_TEXTO EXTRAÍDO_.
┌──

Pero el conocimiento está condicionado en su constitución, en su
funcionamiento, y, por tanto, en su valor de verdad, por principios que son
independientes de los sentidos y, por consiguiente, innatos, porque es Dios
quien directamente los infunde. Con ello, San Buenaventura vuelve totalmente a
la tesis clásica del agustinismo.
Al
alma humana se le ha dado un lumen directivum, una directio
naturalis, de la que obtiene la certeza de sus conocimientos. Y esta luz
directiva, esta dirección que se le imprime naturalmente y que la dirige, le
viene directamente de Dios. Una influencia directa de la razón eterna no
bastaría para asegurar al conocimiento su verdad. San Buenaventura se refiere
precisamente a las palabras de San Agustín, "el cual, con toda claridad y
razón, demuestra que la mente, para conocer con certeza, ha de estar regulada
por normas inmutables y eternas, no mediante una disposición propia (habitus),
sino directamente por las mismas normas, que están por encima de ella, en
la Verdad eterna" (De scientia Christi, q. 4). Por consiguiente, nuestro intelecto está unido con la Verdad
eterna. "Para conocer con certeza, se precisa necesariamente de una Razón
eterna, que regule y mueva, una Razón que no quede aislada en su claridad, sino
que se una a la razón creada y que el hombre pueda intuirla según las
posibilidades de su condición terrena ' (De scientia Christi, q. 4).

└──

_CONJUNTO DE DATOS_.

┌──

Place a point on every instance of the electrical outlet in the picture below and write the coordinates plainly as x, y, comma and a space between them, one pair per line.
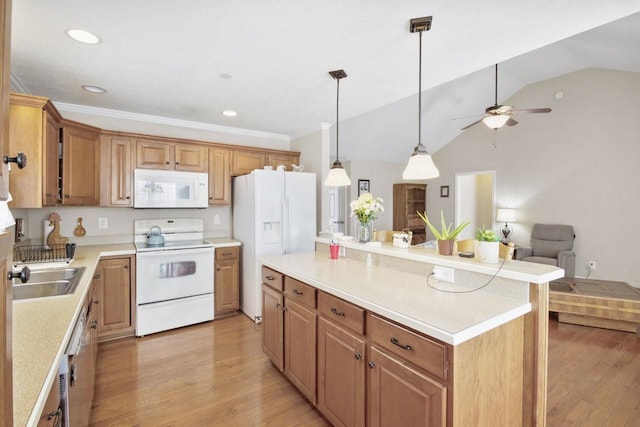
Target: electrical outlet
443, 273
103, 223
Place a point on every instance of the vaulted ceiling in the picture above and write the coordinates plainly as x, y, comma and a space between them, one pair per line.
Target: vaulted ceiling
269, 61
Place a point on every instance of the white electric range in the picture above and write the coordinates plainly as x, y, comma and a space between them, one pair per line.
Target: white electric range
174, 281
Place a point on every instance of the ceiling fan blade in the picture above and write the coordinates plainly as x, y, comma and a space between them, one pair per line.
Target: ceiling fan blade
474, 123
532, 110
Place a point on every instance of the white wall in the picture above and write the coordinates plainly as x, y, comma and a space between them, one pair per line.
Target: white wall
577, 165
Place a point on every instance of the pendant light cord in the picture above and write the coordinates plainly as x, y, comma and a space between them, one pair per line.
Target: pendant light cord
420, 92
338, 121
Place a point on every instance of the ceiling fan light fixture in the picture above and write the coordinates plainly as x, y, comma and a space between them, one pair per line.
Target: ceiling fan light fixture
496, 122
420, 165
337, 175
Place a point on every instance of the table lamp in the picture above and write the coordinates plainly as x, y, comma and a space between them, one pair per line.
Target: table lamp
506, 216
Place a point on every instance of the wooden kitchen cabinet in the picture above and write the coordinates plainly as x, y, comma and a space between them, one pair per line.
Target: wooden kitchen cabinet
243, 162
284, 159
226, 281
408, 199
399, 394
219, 176
35, 131
114, 283
80, 164
341, 374
116, 170
300, 336
158, 154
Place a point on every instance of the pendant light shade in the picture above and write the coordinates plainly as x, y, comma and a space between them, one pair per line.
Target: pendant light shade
337, 175
420, 164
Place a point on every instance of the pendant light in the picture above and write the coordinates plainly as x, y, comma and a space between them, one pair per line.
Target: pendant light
420, 164
337, 175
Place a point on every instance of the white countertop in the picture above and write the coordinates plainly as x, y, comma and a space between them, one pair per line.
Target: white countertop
403, 297
517, 270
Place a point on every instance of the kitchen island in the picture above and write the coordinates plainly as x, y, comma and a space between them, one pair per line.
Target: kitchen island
496, 305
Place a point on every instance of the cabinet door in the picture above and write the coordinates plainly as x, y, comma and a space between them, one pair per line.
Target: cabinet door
243, 162
227, 292
191, 157
80, 166
51, 161
300, 347
114, 290
219, 176
118, 164
402, 395
154, 154
341, 375
273, 325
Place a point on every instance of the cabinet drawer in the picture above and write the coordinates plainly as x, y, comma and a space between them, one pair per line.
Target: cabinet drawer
341, 312
227, 253
417, 349
272, 278
300, 292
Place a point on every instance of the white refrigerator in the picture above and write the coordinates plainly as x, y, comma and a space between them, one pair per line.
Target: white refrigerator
274, 213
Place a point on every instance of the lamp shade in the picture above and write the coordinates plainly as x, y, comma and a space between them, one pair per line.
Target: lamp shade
496, 122
337, 177
506, 215
420, 166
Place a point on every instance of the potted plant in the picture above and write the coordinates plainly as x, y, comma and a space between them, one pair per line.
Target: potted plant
486, 246
446, 237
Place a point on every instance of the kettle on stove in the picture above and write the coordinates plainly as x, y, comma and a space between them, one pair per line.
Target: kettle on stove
154, 237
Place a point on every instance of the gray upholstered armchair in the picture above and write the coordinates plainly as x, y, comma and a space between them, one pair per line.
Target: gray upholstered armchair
551, 244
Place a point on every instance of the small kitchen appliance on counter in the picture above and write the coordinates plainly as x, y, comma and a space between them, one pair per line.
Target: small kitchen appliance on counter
174, 274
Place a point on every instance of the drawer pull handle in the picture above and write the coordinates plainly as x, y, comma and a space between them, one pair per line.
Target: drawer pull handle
337, 313
394, 341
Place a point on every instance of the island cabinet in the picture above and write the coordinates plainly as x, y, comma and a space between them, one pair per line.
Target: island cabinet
341, 361
226, 281
114, 284
219, 176
116, 170
374, 371
159, 154
35, 131
80, 170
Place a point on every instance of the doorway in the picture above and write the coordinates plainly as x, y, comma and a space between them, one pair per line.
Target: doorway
475, 201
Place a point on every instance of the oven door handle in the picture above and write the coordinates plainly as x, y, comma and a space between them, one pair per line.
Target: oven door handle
167, 252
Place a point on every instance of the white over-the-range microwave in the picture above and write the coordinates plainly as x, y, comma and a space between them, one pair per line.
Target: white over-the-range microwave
170, 189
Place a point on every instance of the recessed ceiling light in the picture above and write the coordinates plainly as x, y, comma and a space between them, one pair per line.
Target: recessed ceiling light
83, 36
94, 89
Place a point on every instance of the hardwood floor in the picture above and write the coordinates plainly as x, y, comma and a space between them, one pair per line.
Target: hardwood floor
215, 374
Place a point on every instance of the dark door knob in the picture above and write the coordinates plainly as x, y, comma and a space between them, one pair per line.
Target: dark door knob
20, 159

└──

_REQUISITOS DEL EJERCICIO_. Escribe sin alterar nada el pasaje del texto sobre San Buenaventura que va entre "Pero el conocimiento" y "clásica del agustinismo.", ambos incluidos.

_RESPUESTA_.
Pero el conocimiento está condicionado en su constitución, en su
funcionamiento, y, por tanto, en su valor de verdad, por principios que son
independientes de los sentidos y, por consiguiente, innatos, porque es Dios
quien directamente los infunde. Con ello, San Buenaventura vuelve totalmente a
la tesis clásica del agustinismo.